→ **WHAT THIS TASK INVOLVES**:
All entries should be printed precisely as written.

→ **Stored data entries**:
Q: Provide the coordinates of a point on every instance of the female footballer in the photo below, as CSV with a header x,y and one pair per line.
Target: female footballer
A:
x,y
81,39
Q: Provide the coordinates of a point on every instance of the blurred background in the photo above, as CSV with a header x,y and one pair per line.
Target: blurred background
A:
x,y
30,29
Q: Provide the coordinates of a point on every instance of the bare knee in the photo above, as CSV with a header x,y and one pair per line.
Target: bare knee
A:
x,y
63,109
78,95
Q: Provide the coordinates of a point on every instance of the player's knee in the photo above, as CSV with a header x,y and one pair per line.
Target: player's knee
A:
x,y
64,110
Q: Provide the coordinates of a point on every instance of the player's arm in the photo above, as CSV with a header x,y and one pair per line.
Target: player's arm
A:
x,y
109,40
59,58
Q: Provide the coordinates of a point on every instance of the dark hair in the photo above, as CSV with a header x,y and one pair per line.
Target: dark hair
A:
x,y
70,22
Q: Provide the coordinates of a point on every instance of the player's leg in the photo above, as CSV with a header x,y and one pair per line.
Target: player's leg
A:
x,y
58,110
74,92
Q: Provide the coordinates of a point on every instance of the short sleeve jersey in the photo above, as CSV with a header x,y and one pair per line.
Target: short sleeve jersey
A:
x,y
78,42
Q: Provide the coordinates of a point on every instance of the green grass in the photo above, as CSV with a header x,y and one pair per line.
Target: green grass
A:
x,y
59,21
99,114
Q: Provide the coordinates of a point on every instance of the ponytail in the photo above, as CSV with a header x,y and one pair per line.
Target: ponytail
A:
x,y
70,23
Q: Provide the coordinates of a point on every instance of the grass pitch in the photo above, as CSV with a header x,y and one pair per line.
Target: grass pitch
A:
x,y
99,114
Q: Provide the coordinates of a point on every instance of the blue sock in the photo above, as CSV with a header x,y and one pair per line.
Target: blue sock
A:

→ **RESULT OF THIS EXERCISE**:
Q: Provide the coordinates of a point on every instance of the female footballer in the photo below, as CSV with a header x,y and one pair per line.
Target: female footballer
A:
x,y
81,39
Q: Provide the coordinates of a point on every instance of the blurred background in the photo above, as CSV with a header x,y and one pair per line.
Target: blurred background
A:
x,y
30,29
Q: Provide the coordinates of a point on every instance of the bare knee in the photo above, as CSV with a header x,y and one pair per line.
Target: bare knee
A:
x,y
63,109
78,95
Q: Provide the coordinates of a point on every instance of the player's knee in the photo above, as CSV with a header x,y and one pair per line.
Target: player's knee
A:
x,y
64,110
Q: Provide the coordinates of a point on every instance of the player's arm in the photo above, as CSV with a header x,y and one pair per line.
Target: player's arm
A:
x,y
109,40
59,58
Q: Provide the coordinates of a point on every instance of the dark hair in the photo above, as CSV with a header x,y and one pair per line.
Target: dark hair
A:
x,y
70,22
Q: Provide the coordinates of a point on every instance of the player's leg in the photo above, as CSV with a header x,y and one pair per line.
Target: player's leg
A:
x,y
58,110
74,92
Q: Provide the coordinates of a point on every instance of the short sleeve jersey in the photo above, as CSV with a header x,y and one pair per line.
Target: short sleeve jersey
A:
x,y
78,42
Q: Provide the coordinates of a point on every instance of the green grass in the photo above, as CSV with a header x,y and one pair per line.
Target: green grass
A:
x,y
59,21
99,114
Q: Provide the coordinates of a point on every instance of the ponytail in the photo above, as CSV with a header x,y and one pair per line.
Target: ponytail
A:
x,y
70,23
Q: Provide the coordinates of a point on every instance of the grass pitch in the photo above, as CSV with a header x,y and one pair per line.
Target: grass pitch
A:
x,y
99,114
Q: Provide the coordinates of a point on every instance of the blue sock in the photo above, as CSV with a header x,y and one pair per line.
Target: blue sock
A:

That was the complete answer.